TASK PROMPT ▸ When a line in the data below includes "asphalt", pick it out and copy it.

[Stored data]

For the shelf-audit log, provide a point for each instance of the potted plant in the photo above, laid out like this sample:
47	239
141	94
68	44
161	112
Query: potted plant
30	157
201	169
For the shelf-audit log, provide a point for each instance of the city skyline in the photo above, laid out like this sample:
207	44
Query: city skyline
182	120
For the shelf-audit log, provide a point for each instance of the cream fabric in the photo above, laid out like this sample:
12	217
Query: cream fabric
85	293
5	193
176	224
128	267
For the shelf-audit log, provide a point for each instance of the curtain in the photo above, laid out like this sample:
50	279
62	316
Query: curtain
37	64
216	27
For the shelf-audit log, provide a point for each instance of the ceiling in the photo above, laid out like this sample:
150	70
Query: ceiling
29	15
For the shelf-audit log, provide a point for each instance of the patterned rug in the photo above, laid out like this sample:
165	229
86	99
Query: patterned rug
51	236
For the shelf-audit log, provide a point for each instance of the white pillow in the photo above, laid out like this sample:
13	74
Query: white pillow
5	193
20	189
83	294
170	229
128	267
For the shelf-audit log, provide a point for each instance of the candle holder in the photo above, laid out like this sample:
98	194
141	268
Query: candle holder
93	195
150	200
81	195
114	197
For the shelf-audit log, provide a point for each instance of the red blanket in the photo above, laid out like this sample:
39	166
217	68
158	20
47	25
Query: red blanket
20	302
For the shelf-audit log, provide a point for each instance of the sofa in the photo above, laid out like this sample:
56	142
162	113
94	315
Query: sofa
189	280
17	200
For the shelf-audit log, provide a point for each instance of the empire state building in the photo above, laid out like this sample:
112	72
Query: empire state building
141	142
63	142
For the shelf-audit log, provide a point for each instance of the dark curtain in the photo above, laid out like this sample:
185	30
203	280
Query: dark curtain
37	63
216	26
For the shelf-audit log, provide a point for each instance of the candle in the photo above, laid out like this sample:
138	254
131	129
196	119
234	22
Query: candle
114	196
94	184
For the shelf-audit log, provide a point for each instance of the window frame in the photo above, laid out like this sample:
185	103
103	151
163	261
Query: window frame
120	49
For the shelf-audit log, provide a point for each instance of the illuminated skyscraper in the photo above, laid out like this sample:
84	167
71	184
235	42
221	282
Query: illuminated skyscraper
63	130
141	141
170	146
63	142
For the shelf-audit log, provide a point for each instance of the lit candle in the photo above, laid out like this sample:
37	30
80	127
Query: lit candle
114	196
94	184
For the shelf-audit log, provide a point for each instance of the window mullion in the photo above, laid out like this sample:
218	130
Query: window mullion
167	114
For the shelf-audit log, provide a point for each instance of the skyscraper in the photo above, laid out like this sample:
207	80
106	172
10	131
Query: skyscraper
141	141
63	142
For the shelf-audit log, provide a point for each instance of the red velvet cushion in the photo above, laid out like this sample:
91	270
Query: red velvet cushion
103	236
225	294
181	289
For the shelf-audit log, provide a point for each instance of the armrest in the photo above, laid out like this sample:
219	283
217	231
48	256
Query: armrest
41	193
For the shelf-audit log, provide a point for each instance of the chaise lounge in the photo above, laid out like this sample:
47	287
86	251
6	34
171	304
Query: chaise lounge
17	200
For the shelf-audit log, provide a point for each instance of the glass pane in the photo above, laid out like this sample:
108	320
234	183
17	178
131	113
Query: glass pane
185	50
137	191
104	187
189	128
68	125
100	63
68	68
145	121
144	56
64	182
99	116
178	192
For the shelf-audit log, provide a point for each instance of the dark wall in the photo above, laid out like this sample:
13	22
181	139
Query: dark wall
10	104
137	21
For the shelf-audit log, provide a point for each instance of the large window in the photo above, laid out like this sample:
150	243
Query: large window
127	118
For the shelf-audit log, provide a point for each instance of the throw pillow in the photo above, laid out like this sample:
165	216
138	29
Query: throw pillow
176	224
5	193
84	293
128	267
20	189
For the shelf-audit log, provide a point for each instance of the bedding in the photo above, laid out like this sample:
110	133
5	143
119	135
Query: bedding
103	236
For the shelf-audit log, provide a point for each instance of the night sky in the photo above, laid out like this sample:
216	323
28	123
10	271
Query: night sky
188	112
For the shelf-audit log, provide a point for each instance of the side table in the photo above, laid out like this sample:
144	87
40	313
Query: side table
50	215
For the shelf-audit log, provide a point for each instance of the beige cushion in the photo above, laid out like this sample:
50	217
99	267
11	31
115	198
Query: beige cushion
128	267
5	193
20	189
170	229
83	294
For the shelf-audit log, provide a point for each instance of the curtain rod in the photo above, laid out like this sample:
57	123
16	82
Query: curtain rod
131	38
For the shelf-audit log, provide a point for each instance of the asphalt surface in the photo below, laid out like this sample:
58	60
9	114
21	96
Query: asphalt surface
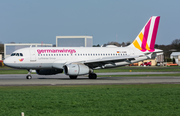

WRITTEN SOLUTION ▸
For the shelf-audit log, provide a point for each instance of the asphalt surface in the photo below, laid out like this sample:
Query: asphalt surface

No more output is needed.